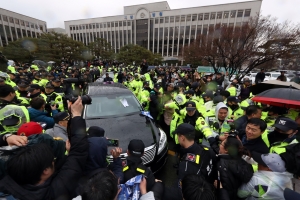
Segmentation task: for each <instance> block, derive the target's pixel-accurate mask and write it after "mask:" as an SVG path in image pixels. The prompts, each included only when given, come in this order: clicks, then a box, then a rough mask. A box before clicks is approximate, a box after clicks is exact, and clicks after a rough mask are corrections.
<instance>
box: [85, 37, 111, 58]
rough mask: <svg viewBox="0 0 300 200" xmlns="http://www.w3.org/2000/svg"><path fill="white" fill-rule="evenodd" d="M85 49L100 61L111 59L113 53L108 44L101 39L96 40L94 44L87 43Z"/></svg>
mask: <svg viewBox="0 0 300 200" xmlns="http://www.w3.org/2000/svg"><path fill="white" fill-rule="evenodd" d="M87 47H88V49H89V50H90V51H91V53H92V54H93V55H94V56H96V57H97V58H101V59H102V60H106V59H111V57H112V56H113V53H114V51H113V48H112V46H111V44H110V42H107V40H106V39H103V38H97V39H96V40H95V42H91V43H89V45H88V46H87Z"/></svg>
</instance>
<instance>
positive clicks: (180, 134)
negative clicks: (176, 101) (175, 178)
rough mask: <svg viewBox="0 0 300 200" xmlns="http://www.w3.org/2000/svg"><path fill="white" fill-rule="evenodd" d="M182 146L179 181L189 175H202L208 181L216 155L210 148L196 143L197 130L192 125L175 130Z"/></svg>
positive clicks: (182, 126) (181, 124)
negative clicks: (214, 159)
mask: <svg viewBox="0 0 300 200" xmlns="http://www.w3.org/2000/svg"><path fill="white" fill-rule="evenodd" d="M175 134H176V135H177V138H178V141H179V144H180V146H181V147H180V150H179V153H180V156H179V158H180V163H179V165H178V179H179V181H180V180H182V179H183V177H184V176H186V175H188V174H193V175H201V176H203V177H204V178H205V179H206V180H208V176H209V174H210V173H211V170H212V161H213V160H212V159H213V158H214V155H215V154H214V153H213V152H212V151H211V150H210V148H208V147H205V146H202V145H200V144H197V143H196V142H195V136H196V134H195V128H194V126H193V125H191V124H187V123H183V124H180V125H179V126H178V127H177V129H176V130H175Z"/></svg>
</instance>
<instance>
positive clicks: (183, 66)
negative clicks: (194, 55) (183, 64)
mask: <svg viewBox="0 0 300 200" xmlns="http://www.w3.org/2000/svg"><path fill="white" fill-rule="evenodd" d="M180 70H181V71H191V70H192V68H191V67H190V66H180Z"/></svg>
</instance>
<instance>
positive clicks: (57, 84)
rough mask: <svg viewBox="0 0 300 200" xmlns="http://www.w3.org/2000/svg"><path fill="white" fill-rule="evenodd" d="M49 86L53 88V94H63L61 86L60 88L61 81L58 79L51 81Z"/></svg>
mask: <svg viewBox="0 0 300 200" xmlns="http://www.w3.org/2000/svg"><path fill="white" fill-rule="evenodd" d="M51 84H52V85H53V86H54V92H56V93H59V94H63V93H64V92H65V90H64V88H63V86H61V80H60V79H59V78H55V79H53V80H52V81H51Z"/></svg>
····················
Task to complete:
Give the lines exactly as they stand, from the line with "negative clicks: (214, 159)" through the end of the material.

Written response:
negative clicks: (214, 159)
mask: <svg viewBox="0 0 300 200" xmlns="http://www.w3.org/2000/svg"><path fill="white" fill-rule="evenodd" d="M175 134H176V135H177V138H178V141H179V144H180V146H181V147H180V150H179V153H180V156H179V158H180V163H179V165H178V179H179V181H180V180H182V179H183V177H184V176H186V175H188V174H193V175H201V176H203V177H204V178H205V179H206V180H208V176H209V174H210V173H211V170H212V161H213V160H212V159H213V158H214V155H215V154H214V153H213V152H212V151H211V150H210V148H208V147H205V146H202V145H200V144H197V143H196V142H195V136H196V134H195V128H194V126H193V125H191V124H187V123H183V124H180V125H179V126H178V127H177V129H176V130H175Z"/></svg>
</instance>
<instance>
positive clicks: (183, 66)
negative clicks: (194, 55) (183, 64)
mask: <svg viewBox="0 0 300 200" xmlns="http://www.w3.org/2000/svg"><path fill="white" fill-rule="evenodd" d="M180 70H181V71H191V70H192V68H191V67H190V66H180Z"/></svg>
</instance>
<instance>
positive clicks: (57, 84)
rough mask: <svg viewBox="0 0 300 200" xmlns="http://www.w3.org/2000/svg"><path fill="white" fill-rule="evenodd" d="M49 86L53 88V94H63L61 86L60 88L61 81L58 79L51 81Z"/></svg>
mask: <svg viewBox="0 0 300 200" xmlns="http://www.w3.org/2000/svg"><path fill="white" fill-rule="evenodd" d="M51 84H52V85H53V86H54V92H56V93H59V94H63V93H64V92H65V90H64V88H63V86H61V80H60V79H59V78H55V79H53V80H52V81H51Z"/></svg>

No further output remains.